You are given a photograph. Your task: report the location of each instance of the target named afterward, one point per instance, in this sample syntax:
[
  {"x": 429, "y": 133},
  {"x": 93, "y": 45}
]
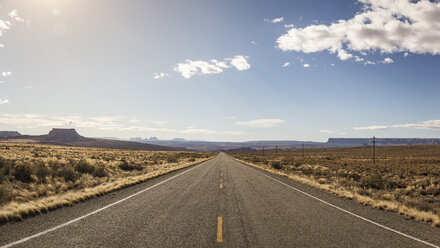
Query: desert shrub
[
  {"x": 84, "y": 167},
  {"x": 100, "y": 172},
  {"x": 22, "y": 172},
  {"x": 6, "y": 166},
  {"x": 41, "y": 171},
  {"x": 5, "y": 194},
  {"x": 68, "y": 173},
  {"x": 172, "y": 160},
  {"x": 276, "y": 165},
  {"x": 129, "y": 167},
  {"x": 371, "y": 181}
]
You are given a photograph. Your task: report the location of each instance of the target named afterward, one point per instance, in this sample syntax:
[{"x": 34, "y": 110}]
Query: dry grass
[
  {"x": 405, "y": 179},
  {"x": 39, "y": 178}
]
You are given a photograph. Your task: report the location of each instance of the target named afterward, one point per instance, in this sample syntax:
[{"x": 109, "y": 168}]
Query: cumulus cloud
[
  {"x": 261, "y": 123},
  {"x": 369, "y": 62},
  {"x": 160, "y": 75},
  {"x": 427, "y": 125},
  {"x": 387, "y": 61},
  {"x": 277, "y": 20},
  {"x": 6, "y": 73},
  {"x": 190, "y": 68},
  {"x": 385, "y": 26},
  {"x": 240, "y": 63}
]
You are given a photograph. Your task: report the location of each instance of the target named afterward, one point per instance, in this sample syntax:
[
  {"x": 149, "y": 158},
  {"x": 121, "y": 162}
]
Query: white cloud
[
  {"x": 343, "y": 55},
  {"x": 325, "y": 131},
  {"x": 160, "y": 75},
  {"x": 240, "y": 63},
  {"x": 233, "y": 133},
  {"x": 358, "y": 59},
  {"x": 190, "y": 68},
  {"x": 387, "y": 61},
  {"x": 277, "y": 20},
  {"x": 427, "y": 125},
  {"x": 384, "y": 26},
  {"x": 372, "y": 128},
  {"x": 6, "y": 73},
  {"x": 198, "y": 131},
  {"x": 161, "y": 123},
  {"x": 261, "y": 123}
]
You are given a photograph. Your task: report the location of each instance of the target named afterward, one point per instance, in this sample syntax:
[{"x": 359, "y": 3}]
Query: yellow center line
[{"x": 219, "y": 230}]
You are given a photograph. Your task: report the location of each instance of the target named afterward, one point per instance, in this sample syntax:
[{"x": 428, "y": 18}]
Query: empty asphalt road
[{"x": 219, "y": 203}]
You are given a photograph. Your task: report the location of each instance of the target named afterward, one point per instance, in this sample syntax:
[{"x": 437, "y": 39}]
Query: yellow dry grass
[
  {"x": 95, "y": 172},
  {"x": 323, "y": 178}
]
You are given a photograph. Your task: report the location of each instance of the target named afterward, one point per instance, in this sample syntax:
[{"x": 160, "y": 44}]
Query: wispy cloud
[
  {"x": 190, "y": 68},
  {"x": 259, "y": 123},
  {"x": 379, "y": 127},
  {"x": 427, "y": 125},
  {"x": 387, "y": 61},
  {"x": 325, "y": 131},
  {"x": 160, "y": 75},
  {"x": 385, "y": 26}
]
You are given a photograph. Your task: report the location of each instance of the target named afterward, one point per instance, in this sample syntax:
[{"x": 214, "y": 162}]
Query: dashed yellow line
[{"x": 219, "y": 230}]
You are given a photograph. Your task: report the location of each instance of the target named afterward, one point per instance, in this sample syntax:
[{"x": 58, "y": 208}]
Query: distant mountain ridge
[
  {"x": 69, "y": 137},
  {"x": 286, "y": 144},
  {"x": 383, "y": 141},
  {"x": 9, "y": 133}
]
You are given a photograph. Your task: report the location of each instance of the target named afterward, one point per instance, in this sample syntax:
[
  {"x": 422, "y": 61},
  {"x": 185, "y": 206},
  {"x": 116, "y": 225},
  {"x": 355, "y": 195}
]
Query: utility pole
[
  {"x": 303, "y": 150},
  {"x": 374, "y": 150}
]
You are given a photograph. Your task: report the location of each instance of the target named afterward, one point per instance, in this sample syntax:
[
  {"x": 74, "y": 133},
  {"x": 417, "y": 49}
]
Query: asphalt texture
[{"x": 184, "y": 208}]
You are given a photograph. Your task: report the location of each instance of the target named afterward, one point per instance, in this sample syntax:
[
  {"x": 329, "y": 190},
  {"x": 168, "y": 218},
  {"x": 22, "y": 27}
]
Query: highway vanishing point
[{"x": 219, "y": 203}]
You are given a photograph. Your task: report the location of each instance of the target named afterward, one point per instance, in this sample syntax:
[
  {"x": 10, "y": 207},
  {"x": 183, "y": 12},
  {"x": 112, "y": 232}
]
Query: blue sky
[{"x": 213, "y": 70}]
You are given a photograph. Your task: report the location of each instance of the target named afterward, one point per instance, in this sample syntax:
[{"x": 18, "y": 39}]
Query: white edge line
[
  {"x": 346, "y": 211},
  {"x": 96, "y": 211}
]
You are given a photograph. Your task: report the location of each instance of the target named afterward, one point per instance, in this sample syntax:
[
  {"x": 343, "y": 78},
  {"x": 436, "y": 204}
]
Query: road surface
[{"x": 219, "y": 203}]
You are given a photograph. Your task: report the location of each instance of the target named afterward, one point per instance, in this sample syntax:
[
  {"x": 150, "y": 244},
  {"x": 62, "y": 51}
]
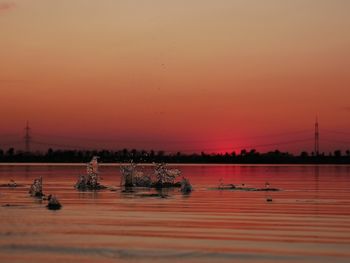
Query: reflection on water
[{"x": 307, "y": 221}]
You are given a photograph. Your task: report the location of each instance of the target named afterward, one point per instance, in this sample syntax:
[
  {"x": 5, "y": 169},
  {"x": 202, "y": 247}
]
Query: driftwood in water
[
  {"x": 90, "y": 181},
  {"x": 36, "y": 189},
  {"x": 186, "y": 186},
  {"x": 53, "y": 203},
  {"x": 162, "y": 177}
]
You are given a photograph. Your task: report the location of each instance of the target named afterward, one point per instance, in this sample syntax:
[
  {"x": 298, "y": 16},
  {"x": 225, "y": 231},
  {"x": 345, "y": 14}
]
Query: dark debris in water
[{"x": 53, "y": 203}]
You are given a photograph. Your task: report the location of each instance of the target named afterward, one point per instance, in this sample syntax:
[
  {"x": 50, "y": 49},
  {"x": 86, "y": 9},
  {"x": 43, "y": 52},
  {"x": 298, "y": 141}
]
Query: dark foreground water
[{"x": 308, "y": 221}]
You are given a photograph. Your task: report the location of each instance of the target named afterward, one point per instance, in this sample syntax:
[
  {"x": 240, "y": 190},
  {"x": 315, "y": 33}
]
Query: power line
[{"x": 173, "y": 141}]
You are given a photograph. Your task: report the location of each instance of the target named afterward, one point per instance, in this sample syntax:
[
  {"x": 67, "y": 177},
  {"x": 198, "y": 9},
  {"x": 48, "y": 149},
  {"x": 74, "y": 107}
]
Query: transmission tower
[
  {"x": 27, "y": 138},
  {"x": 316, "y": 150}
]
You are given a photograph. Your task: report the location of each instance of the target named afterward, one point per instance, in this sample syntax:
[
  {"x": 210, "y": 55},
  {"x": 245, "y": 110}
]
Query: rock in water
[
  {"x": 186, "y": 186},
  {"x": 36, "y": 189},
  {"x": 53, "y": 203},
  {"x": 90, "y": 181}
]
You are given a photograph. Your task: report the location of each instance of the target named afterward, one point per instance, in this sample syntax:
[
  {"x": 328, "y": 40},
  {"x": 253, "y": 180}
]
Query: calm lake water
[{"x": 308, "y": 221}]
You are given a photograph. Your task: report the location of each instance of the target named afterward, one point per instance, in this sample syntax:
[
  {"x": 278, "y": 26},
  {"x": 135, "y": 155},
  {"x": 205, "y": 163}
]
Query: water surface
[{"x": 308, "y": 221}]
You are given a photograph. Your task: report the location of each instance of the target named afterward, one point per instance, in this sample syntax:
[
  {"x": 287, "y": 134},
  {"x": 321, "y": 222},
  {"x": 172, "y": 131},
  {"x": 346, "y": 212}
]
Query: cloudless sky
[{"x": 176, "y": 75}]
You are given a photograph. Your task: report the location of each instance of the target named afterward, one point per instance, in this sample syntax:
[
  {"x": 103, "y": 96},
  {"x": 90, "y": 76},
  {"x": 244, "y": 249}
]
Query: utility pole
[
  {"x": 27, "y": 138},
  {"x": 316, "y": 150}
]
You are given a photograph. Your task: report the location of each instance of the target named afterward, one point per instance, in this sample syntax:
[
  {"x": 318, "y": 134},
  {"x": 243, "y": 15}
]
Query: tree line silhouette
[{"x": 143, "y": 156}]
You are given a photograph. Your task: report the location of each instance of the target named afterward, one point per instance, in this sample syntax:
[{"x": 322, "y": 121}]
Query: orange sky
[{"x": 175, "y": 75}]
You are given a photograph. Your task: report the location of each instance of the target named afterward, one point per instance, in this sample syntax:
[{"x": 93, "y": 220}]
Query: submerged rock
[
  {"x": 162, "y": 177},
  {"x": 90, "y": 181},
  {"x": 53, "y": 203},
  {"x": 36, "y": 189},
  {"x": 186, "y": 186}
]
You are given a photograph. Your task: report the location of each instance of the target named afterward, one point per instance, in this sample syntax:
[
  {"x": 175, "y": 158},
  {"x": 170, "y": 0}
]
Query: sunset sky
[{"x": 184, "y": 75}]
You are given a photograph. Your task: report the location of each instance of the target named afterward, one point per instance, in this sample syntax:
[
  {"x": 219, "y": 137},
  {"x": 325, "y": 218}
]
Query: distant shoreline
[{"x": 177, "y": 164}]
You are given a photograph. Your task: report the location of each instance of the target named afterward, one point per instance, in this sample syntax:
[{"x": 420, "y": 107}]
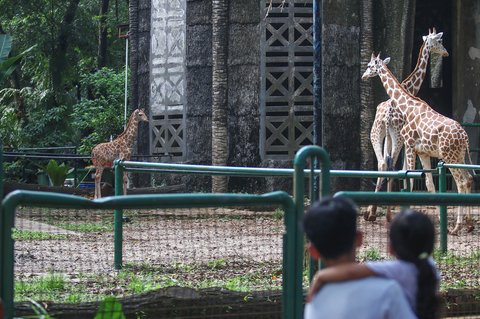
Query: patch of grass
[
  {"x": 40, "y": 288},
  {"x": 19, "y": 234},
  {"x": 100, "y": 227},
  {"x": 371, "y": 254},
  {"x": 217, "y": 264},
  {"x": 136, "y": 279}
]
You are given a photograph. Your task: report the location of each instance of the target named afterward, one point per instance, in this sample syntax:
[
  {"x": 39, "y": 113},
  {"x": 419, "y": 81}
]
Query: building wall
[{"x": 466, "y": 68}]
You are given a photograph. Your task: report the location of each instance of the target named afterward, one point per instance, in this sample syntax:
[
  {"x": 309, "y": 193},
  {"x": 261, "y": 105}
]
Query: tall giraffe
[
  {"x": 104, "y": 154},
  {"x": 426, "y": 133},
  {"x": 389, "y": 121}
]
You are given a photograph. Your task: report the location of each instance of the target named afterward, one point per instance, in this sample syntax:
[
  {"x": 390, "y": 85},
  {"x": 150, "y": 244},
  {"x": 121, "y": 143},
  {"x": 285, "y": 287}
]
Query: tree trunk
[
  {"x": 133, "y": 41},
  {"x": 102, "y": 35},
  {"x": 58, "y": 58},
  {"x": 367, "y": 113},
  {"x": 219, "y": 90}
]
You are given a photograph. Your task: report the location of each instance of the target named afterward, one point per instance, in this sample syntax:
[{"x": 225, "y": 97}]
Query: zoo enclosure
[{"x": 459, "y": 265}]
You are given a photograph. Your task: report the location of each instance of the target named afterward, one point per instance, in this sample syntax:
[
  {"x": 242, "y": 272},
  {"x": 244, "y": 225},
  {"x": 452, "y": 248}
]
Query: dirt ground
[{"x": 243, "y": 238}]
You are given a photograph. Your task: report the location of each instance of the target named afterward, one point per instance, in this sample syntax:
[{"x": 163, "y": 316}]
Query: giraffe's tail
[{"x": 471, "y": 162}]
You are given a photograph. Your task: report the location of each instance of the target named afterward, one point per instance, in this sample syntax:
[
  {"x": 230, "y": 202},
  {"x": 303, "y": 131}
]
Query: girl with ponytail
[{"x": 412, "y": 237}]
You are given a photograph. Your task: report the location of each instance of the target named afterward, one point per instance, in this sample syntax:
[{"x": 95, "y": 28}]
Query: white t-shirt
[
  {"x": 366, "y": 298},
  {"x": 403, "y": 272}
]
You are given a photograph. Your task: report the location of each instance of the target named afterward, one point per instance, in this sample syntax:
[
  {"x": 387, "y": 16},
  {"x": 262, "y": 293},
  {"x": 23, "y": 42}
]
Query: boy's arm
[{"x": 337, "y": 273}]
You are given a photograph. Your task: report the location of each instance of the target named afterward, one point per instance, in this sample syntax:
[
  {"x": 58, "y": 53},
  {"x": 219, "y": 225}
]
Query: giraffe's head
[
  {"x": 140, "y": 115},
  {"x": 433, "y": 43},
  {"x": 374, "y": 66}
]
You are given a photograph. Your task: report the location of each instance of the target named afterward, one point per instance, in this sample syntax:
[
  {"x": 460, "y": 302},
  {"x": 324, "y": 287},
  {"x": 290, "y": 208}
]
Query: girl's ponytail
[{"x": 412, "y": 236}]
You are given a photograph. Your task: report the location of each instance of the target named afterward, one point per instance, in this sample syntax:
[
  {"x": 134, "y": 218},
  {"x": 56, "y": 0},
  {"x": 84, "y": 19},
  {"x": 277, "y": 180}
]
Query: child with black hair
[
  {"x": 412, "y": 236},
  {"x": 330, "y": 226}
]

----------

Starting at the line that contains "Query: giraffe's head", retype each line through the end of the listing above and nothing else.

*RESPONSE TO THIS TASK*
Query: giraffe's head
[
  {"x": 140, "y": 115},
  {"x": 433, "y": 43},
  {"x": 374, "y": 66}
]
You are given a photograph. Your task: report the location of each instance of the target named afterward, one point per instance, in this sample syntax:
[
  {"x": 460, "y": 302},
  {"x": 324, "y": 287},
  {"x": 290, "y": 208}
]
Query: girl's ponytail
[{"x": 412, "y": 236}]
You are given a photograph. Your task: report the location of each instance of the target named afterward, one point per instance, in this sample syntax:
[
  {"x": 134, "y": 218},
  {"x": 56, "y": 0},
  {"x": 84, "y": 19},
  {"x": 277, "y": 180}
]
Query: child with black hair
[
  {"x": 412, "y": 236},
  {"x": 330, "y": 226}
]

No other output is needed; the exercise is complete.